> Given records
** begin **
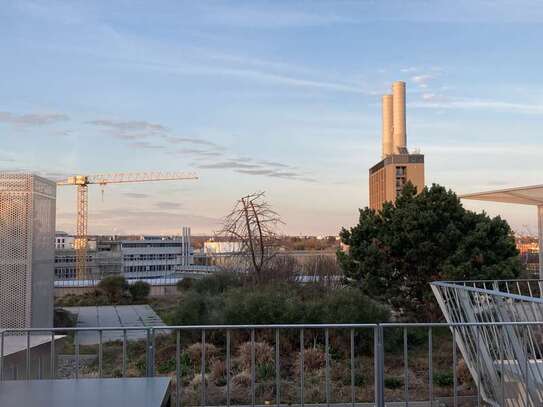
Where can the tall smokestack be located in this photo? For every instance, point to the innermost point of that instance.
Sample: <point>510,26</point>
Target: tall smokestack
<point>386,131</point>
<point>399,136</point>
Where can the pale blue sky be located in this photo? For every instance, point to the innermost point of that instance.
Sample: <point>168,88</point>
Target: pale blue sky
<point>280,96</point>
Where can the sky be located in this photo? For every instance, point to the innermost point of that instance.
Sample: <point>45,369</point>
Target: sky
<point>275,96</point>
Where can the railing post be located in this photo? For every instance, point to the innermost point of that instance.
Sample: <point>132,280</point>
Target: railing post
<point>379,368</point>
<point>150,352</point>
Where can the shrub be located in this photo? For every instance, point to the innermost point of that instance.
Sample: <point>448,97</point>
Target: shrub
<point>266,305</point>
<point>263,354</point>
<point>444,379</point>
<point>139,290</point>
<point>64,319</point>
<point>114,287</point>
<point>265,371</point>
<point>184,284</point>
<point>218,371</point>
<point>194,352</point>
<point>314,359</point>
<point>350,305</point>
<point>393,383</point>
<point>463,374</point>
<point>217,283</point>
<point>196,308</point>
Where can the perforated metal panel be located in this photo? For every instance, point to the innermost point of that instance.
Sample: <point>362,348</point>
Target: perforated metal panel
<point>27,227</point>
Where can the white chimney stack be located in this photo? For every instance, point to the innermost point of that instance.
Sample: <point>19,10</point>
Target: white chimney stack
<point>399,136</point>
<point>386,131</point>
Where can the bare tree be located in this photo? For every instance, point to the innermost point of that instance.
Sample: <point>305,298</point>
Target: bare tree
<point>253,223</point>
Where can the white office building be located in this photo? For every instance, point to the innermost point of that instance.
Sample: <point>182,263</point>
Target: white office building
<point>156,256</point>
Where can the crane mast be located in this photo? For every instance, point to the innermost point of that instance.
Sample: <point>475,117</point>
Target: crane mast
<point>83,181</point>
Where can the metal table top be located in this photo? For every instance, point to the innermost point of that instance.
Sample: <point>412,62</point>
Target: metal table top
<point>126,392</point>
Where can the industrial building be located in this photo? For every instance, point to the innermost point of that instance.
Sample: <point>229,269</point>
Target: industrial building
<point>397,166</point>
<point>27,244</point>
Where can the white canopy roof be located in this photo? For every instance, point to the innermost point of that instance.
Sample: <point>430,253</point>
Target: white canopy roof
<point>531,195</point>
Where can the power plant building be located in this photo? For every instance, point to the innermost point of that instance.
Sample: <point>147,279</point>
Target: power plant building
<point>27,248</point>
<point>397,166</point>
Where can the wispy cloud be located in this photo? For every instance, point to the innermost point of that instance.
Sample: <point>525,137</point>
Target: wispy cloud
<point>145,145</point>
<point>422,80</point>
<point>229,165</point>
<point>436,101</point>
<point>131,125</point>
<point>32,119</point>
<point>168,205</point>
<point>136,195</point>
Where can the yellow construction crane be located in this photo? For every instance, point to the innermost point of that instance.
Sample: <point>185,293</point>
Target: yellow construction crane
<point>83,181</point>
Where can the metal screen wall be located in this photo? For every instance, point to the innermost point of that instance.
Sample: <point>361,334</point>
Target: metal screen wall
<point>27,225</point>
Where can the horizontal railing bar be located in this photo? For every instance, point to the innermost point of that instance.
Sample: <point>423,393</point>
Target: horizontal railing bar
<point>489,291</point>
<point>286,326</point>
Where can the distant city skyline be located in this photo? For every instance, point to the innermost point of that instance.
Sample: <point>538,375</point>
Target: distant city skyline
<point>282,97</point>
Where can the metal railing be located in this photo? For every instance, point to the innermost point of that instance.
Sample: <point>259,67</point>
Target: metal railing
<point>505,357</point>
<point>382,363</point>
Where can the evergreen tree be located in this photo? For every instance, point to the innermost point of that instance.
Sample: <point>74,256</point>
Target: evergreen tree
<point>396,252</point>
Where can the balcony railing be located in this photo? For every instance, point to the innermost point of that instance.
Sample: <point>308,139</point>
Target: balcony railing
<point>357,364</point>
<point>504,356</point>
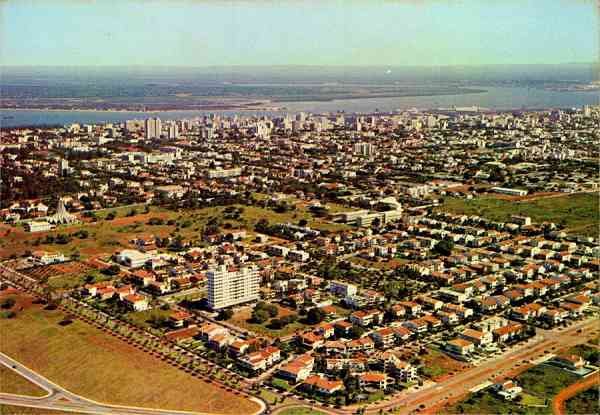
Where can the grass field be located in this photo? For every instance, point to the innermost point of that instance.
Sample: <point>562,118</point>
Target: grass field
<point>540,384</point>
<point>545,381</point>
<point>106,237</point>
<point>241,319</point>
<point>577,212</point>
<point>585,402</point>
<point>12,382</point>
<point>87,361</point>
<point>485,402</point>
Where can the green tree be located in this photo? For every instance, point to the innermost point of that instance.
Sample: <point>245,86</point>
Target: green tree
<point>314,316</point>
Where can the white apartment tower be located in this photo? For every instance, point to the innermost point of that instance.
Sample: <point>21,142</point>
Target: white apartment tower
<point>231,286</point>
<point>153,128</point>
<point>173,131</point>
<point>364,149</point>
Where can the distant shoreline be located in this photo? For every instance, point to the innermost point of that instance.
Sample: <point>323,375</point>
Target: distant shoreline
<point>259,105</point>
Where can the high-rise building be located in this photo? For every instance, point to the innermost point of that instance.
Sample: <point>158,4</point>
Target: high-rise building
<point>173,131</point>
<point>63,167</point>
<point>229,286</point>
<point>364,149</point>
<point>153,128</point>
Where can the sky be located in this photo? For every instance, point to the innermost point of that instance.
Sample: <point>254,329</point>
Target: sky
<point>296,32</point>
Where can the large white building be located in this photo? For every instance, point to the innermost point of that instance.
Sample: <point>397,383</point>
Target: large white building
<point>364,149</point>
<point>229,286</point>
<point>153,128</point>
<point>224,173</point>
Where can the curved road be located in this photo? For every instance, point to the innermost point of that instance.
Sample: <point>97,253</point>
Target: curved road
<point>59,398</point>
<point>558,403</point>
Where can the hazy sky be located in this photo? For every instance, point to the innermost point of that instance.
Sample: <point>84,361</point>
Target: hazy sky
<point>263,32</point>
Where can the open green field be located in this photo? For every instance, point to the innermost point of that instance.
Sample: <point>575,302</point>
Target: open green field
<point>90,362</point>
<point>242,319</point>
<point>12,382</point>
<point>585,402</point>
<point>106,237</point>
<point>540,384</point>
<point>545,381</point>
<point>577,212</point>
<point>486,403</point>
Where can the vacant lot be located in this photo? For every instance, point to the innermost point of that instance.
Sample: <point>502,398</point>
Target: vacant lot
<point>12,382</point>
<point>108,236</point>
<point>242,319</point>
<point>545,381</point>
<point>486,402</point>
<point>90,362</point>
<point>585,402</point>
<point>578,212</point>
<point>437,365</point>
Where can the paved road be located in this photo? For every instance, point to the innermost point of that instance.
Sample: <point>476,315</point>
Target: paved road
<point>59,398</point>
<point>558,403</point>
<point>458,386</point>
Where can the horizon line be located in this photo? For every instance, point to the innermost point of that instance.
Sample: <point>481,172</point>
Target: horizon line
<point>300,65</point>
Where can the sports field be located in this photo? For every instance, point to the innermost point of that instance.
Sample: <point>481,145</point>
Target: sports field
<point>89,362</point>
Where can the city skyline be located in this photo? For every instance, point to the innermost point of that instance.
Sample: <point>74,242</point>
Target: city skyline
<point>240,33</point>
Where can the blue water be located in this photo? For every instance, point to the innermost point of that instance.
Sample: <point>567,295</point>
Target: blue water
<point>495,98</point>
** end **
> Task description
Please render all of the items above as a two-column CSV with the headers item_text and answer, one row per item, with each field in double quotes and line breaks replaced by spaces. Leave the pictures out.

> Worked solution
item_text,answer
"Where can the tall smokestack be located in this photo? For every instance, point to the innermost point of that instance. Sample: <point>510,26</point> Target: tall smokestack","<point>386,131</point> <point>399,136</point>"
"Where can the pale blue sky be located in this photo? For every instance, point to the innermost point of that instance. Sample: <point>168,88</point> Target: pale blue sky","<point>280,96</point>"
"Where can the sky be located in this photo? For every instance, point to the innermost point of that instance. Sample: <point>45,369</point> Target: sky","<point>275,96</point>"
"Where can the railing post be located in this photo? For every instance, point to the innermost point of that instance. Sample: <point>132,280</point> Target: railing post","<point>379,368</point> <point>150,352</point>"
"Where can the shrub be located in this photo? For every instance, point to the innermost point of that instance. Sample: <point>448,97</point> Target: shrub","<point>266,305</point> <point>263,354</point> <point>444,379</point> <point>139,290</point> <point>64,319</point> <point>114,287</point> <point>265,371</point> <point>184,284</point> <point>218,371</point> <point>194,352</point> <point>314,359</point> <point>350,305</point> <point>393,383</point> <point>463,374</point> <point>217,283</point> <point>196,308</point>"
"Where can the perforated metal panel be located in this photo? For every instance, point to the innermost point of that instance. Sample: <point>362,348</point> Target: perforated metal panel","<point>27,227</point>"
"Where can the white chimney stack be located in this photo? For every instance, point to the innermost point of that instance. Sample: <point>19,10</point> Target: white chimney stack","<point>399,136</point> <point>386,131</point>"
"Where can the bare tree be located in this photo? For every instance, point to the innermost point of that instance. Sample: <point>305,298</point> Target: bare tree","<point>253,223</point>"
"Where can the white office building be located in this photo? For every instance, point to the innermost point of that instance. Sample: <point>182,263</point> Target: white office building","<point>156,256</point>"
"Where can the crane mast be located in this photo? For every instance, point to the innermost point of that instance. Sample: <point>475,117</point> Target: crane mast","<point>83,181</point>"
"Where can the metal table top be located in this photo? For every instance, point to the innermost point of that instance. Sample: <point>412,62</point> Target: metal table top","<point>126,392</point>"
"Where can the industrial building be located in this photo? For every instance, point to the innermost point of that instance. Sample: <point>229,269</point> Target: industrial building","<point>397,166</point> <point>27,244</point>"
"Where can the white canopy roof be located in this photo? For every instance, point to the innermost point of that instance. Sample: <point>430,253</point> Target: white canopy roof","<point>531,195</point>"
"Where can the power plant building be located in this photo? For every instance, point to the innermost point of that instance. Sample: <point>147,279</point> Target: power plant building","<point>27,248</point> <point>397,166</point>"
"Where can the wispy cloud be located in this photo? For every instance, point to the innermost point of that instance. Sample: <point>525,137</point> Target: wispy cloud","<point>145,145</point> <point>422,80</point> <point>229,165</point> <point>436,101</point> <point>131,125</point> <point>32,119</point> <point>168,205</point> <point>136,195</point>"
"Where can the yellow construction crane be located in this photo? For every instance, point to the innermost point of that instance. Sample: <point>185,293</point> Target: yellow construction crane","<point>83,181</point>"
"Where can the metal screen wall be located in this photo? For every instance, point to the innermost point of that instance. Sample: <point>361,334</point> Target: metal screen wall","<point>27,225</point>"
"Where can the horizontal railing bar be located in this photo? For every instance, point to the innermost point of that instance. Sample: <point>423,393</point> Target: horizontal railing bar","<point>489,291</point> <point>286,326</point>"
"Where can the distant city skyline be located in this photo? For every instance, point to the innermost point of that instance. Sample: <point>538,375</point> Target: distant city skyline","<point>282,97</point>"
"Where can the metal railing be located in this photo? For every instance, point to the innermost point of that instance. Sample: <point>259,67</point> Target: metal railing","<point>505,357</point> <point>382,363</point>"
"Where can the evergreen tree be located in this photo? For every instance, point to the innermost point of that instance. Sample: <point>74,256</point> Target: evergreen tree","<point>396,252</point>"
"Where can the balcony railing be located in this photo? For every instance, point to the innermost point of that instance. Sample: <point>308,139</point> Target: balcony railing","<point>357,364</point> <point>504,356</point>"
"Where can the grass field be located in this photo? For every instance, point to the innermost point of that instance. Sample: <point>562,118</point> Target: grass field","<point>540,384</point> <point>545,381</point> <point>106,237</point> <point>241,319</point> <point>577,212</point> <point>585,402</point> <point>12,382</point> <point>87,361</point> <point>485,402</point>"
"Where can the green tree be located in this photo? For every instance, point to the innermost point of that instance. Sample: <point>245,86</point> Target: green tree","<point>314,316</point>"
"Where can the white apartment tower be located in this photo? For every instance, point to the innermost point of that instance. Sample: <point>21,142</point> Target: white apartment tower","<point>231,286</point> <point>153,128</point> <point>173,131</point> <point>364,149</point>"
"Where can the distant shoreline be located in this photo? For every instance, point to the innermost point of that instance. Sample: <point>323,375</point> Target: distant shoreline","<point>259,105</point>"
"Where can the high-rise building be located in this photo? For every instance, point to the innermost point of that instance. Sample: <point>158,4</point> Target: high-rise building","<point>173,131</point> <point>63,167</point> <point>229,286</point> <point>364,149</point> <point>153,128</point>"
"Where can the sky be located in this photo? For every instance, point to the innermost point of that instance. Sample: <point>254,329</point> Target: sky","<point>296,32</point>"
"Where can the large white building be located in this photo? For every instance, point to the innermost point of that instance. Sample: <point>397,383</point> Target: large white building","<point>364,149</point> <point>229,286</point> <point>153,128</point> <point>224,173</point>"
"Where can the curved road be located in this photo? For every instance, point to the innermost point of that instance. Sample: <point>97,253</point> Target: curved road","<point>59,398</point> <point>558,403</point>"
"Where can the hazy sky be located in this photo? For every instance, point to the innermost point of that instance. Sample: <point>84,361</point> Target: hazy sky","<point>263,32</point>"
"Where can the open green field be located in this photo? For every instance, point to the innermost point of that instance. Sample: <point>575,302</point> Target: open green field","<point>90,362</point> <point>242,319</point> <point>12,382</point> <point>585,402</point> <point>106,237</point> <point>540,384</point> <point>545,381</point> <point>577,212</point> <point>486,403</point>"
"Where can the vacant lot be located in this photo? For every instance, point to the innermost point of that instance. Sample: <point>502,398</point> Target: vacant lot","<point>12,382</point> <point>108,236</point> <point>242,319</point> <point>545,381</point> <point>486,402</point> <point>90,362</point> <point>585,402</point> <point>578,212</point> <point>437,365</point>"
"Where can the paved road be located in this photo? For every instance, point to the innermost point of that instance. Sample: <point>476,315</point> Target: paved road","<point>59,398</point> <point>558,403</point> <point>458,386</point>"
"Where can the horizon line be located in this photo? For every instance, point to the innermost point of that instance. Sample: <point>481,172</point> Target: horizon line","<point>300,65</point>"
"Where can the sports field be located in this photo? For every instance, point to the innermost point of that instance. Sample: <point>481,145</point> Target: sports field","<point>89,362</point>"
"Where can the city skyline be located in this photo? For every instance, point to the innermost point of that instance. Sample: <point>74,242</point> Target: city skyline","<point>240,33</point>"
"Where can the blue water be located in this photo? For every instance, point to the innermost point of that instance. Sample: <point>567,295</point> Target: blue water","<point>495,98</point>"